━━━━━ SELECTED TEXT
Monday, October 20, 2008

London Film Festival Day 6 - HUNGER

Debutant writer-director Steve McQueen has made one of the most austere, brutal films of the festival so far - an unshrinking depiction of the conditions inside the infamous Maze prison at the height of the Dirty Protests, and Bobby Sands' fatal hunger strike.

As the movie opens, we see a middle-aged man eat breakfast and then leave the house. He checks underneath his car, and we realise that he's a prison guard in fear of his life. It's 1981, and he works at the Maze prison just outside Belfast during the Troubles. The next forty minutes give us an unflinching depiction of dirty protests with little dialogue but a brilliant sound-track that captures every scrunch of a sweater and every thud of cudgel on riot shields. The Republican prisoners look like savages - long hair, unwashed, wearing a blanket or a towel at most, living on mattresses crawling in maggots, walls smeared in excrement, mouldering food heaped in the corners of their cells. Every now and then, the riot police are called in and the prisoners are taken out kicking and screaming for a forced bath while their cells are hosed down. You feel the desperation of men who believe that their only option is to dehumanise themselves, and pity for the prison guards who in brutalising the prisoners to keep order are also brutalising themselves.

What the prisoners are protesting is their right to Special Category Status. It's the old beef. They think they are freedom-fighters and political prisoners. Mrs Thatcher's government says that they are simply criminals and should be treated accordingly. There is a stand-off. Accordingly, at the mid-point of the film, Bobby Sands has a meeting with a priest and discusses his intention to start a second hunger strike. This scene is the heart of the film and is absolutely gripping. It's basically a single-take fixed camera shot with Sands and the priest facing each other across a table, sideways on to the audience. The two men establish a rapport and engage in a debate about what the strike could achieve and what the price of failure would be. Liam Cunningham's priest is quick-witted and brooks no nonsense. Michael Fassbinder's Sands is articulate and steadfast. The priest asks Sands straight out if he's in it for the fame or if he's simply committing suicide. Sands argues that he'll be a masthead for recruitment if he dies, which turned out to be the case.
━━━━━━━━━━
▶ REQUIRED ACTIONS:
- 1) In the review of the film Hunger, who plays the priest?
- 2) Carry on the review of the film Hunger, picking up after its final sentence.
━━━━━ RAW DATA
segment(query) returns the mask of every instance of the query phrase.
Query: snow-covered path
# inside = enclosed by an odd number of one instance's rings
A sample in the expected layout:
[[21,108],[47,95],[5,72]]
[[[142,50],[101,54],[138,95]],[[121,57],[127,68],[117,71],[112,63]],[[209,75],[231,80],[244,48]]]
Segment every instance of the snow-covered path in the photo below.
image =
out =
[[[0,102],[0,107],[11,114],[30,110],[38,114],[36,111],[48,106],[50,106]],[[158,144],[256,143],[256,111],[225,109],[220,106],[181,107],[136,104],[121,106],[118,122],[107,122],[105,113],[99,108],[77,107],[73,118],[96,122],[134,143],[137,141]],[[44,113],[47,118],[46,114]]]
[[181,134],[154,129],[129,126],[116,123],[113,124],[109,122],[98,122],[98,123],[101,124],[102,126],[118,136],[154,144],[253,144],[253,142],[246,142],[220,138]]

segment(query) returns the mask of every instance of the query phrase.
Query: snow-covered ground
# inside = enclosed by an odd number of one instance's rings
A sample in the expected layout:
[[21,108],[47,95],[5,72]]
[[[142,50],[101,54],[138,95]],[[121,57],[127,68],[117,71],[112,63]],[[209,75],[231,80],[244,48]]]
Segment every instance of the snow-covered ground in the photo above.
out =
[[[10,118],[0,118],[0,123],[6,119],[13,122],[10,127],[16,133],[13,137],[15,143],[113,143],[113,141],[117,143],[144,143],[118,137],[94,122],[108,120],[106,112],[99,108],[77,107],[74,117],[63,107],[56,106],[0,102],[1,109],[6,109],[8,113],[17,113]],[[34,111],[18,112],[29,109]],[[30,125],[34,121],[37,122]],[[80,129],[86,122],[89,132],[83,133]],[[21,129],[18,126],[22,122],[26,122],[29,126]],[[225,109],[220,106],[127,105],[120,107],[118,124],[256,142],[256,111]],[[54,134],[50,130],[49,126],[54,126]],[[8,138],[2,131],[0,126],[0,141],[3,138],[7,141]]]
━━━━━━━━━━
▶ RESPONSES TO THE EXERCISE:
- 1) Liam Cunningham

- 2)
The final half of the film shows us, once again with minimal dialogue, how a man starves himself to death. Fassbinder really does lose the weight, and the bleeding sores look pitifullu authentic. With no melodrama, no fuss, just simple bureaucratic note-taking, Sands simply wastes away, the white sheet is pulled over his body, and the movie ends.

Steve McQueen's film strikes a fine balance between explaining the stance on each side - showing the consequences of violence both for the prison guards and for the prisoners. It never sensationalises or glorifies but merely shows us, unblinkingly, what's involved in such extreme choices. It's a strength of the movie that while I came out of the film essentially unchanged in my political stance on the Maze and Sands' actions, I felt that I could finally understand and empathise with his choice, and almost, but not quite, respect the resolution it must have taken.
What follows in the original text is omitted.